[Position identification records]

* * *

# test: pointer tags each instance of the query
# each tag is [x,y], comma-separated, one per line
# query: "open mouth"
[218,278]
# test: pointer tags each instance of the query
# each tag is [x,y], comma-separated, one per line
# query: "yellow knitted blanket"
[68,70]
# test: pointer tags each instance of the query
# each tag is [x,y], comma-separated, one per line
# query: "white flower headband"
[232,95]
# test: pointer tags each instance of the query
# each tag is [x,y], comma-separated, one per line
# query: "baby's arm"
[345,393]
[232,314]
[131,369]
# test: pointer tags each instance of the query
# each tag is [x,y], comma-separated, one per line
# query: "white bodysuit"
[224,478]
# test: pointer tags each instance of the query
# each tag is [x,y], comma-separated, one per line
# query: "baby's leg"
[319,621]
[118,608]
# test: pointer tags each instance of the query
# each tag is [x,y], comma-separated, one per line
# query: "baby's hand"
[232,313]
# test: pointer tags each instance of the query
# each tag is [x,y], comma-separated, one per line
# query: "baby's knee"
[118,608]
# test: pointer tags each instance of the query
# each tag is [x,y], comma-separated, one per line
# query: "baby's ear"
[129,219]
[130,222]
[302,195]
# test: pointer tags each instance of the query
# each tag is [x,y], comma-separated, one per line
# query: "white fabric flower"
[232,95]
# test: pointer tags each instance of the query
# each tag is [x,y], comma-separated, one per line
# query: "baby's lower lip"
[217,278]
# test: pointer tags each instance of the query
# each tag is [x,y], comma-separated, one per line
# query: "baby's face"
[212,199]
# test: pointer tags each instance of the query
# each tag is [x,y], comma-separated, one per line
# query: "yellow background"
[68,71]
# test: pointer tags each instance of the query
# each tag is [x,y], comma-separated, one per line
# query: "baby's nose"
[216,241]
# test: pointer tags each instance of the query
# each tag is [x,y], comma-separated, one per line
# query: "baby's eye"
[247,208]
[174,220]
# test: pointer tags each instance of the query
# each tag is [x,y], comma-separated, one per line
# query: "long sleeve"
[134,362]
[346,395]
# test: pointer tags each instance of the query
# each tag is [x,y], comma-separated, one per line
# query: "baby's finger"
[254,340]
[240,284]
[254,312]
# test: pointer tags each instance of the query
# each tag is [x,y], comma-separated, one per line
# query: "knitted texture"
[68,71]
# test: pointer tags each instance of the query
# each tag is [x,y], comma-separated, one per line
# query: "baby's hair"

* * *

◆ Task statement:
Print the material verbatim, all of it.

◆ Solved problem:
# test: pointer tags each instance of the query
# each tag is [x,y], comma-separated, one per line
# query: "open mouth"
[218,278]
# test: pointer tags each instance of the query
# each tag is [x,y], comma-separated, one per line
# query: "yellow knitted blanket"
[68,70]
# test: pointer tags each instance of the query
# each tag is [x,y], comma-separated, one per line
# query: "white flower headband"
[232,95]
# test: pointer tags each instance of the query
# each tag is [x,y], comma-separated, one per line
# query: "baby's arm"
[345,393]
[232,314]
[131,369]
# test: pointer tags each instance of the query
# each tag is [x,y], comma-separated, one per line
# query: "white bodysuit"
[224,478]
# test: pointer tags each instance of the query
# each tag is [x,y], comma-separated, one per line
# query: "baby's leg"
[319,621]
[118,608]
# test: pointer tags each instance of the query
# each tag is [x,y], comma-separated, one per line
# query: "baby's hand"
[232,313]
# test: pointer tags each instance of the query
# each tag is [x,y], comma-separated, one per line
# query: "baby's knee"
[118,608]
# test: pointer tags each instance of the query
# each tag is [x,y], comma-separated, one per line
# query: "baby's ear"
[129,219]
[130,222]
[302,195]
# test: pointer tags each instance of the query
# each tag is [x,y], comma-separated, one per line
# query: "white fabric flower"
[232,95]
# test: pointer tags each instance of the query
# each tag is [x,y], comma-separated, one per line
# query: "baby's lower lip"
[217,278]
# test: pointer tags each instance of the query
# each tag is [x,y], comma-separated, one per line
# query: "baby's face"
[212,199]
# test: pointer tags each instance of the query
# each tag is [x,y], comma-separated, one per line
# query: "yellow background"
[68,71]
# test: pointer tags each instance of the query
# each tag is [x,y], comma-separated, one per line
# query: "baby's nose"
[216,241]
# test: pointer tags each instance of the query
# each tag is [x,y], comma-separated, one per line
# query: "baby's eye"
[247,208]
[174,220]
# test: pointer tags each instance of the query
# each tag is [x,y], comma-separated, one per line
# query: "long sleeve"
[134,362]
[346,395]
# test: pointer tags each instance of the query
# each tag is [x,y], comma-separated, one per line
# query: "baby's finger"
[254,340]
[240,284]
[254,312]
# test: pointer tags each instance of the query
# each tag is [x,y], comma-separated, one per line
# query: "knitted texture"
[68,71]
# test: pointer tags each instance of the query
# each tag is [x,y], comma-separated, one per line
# query: "baby's hair"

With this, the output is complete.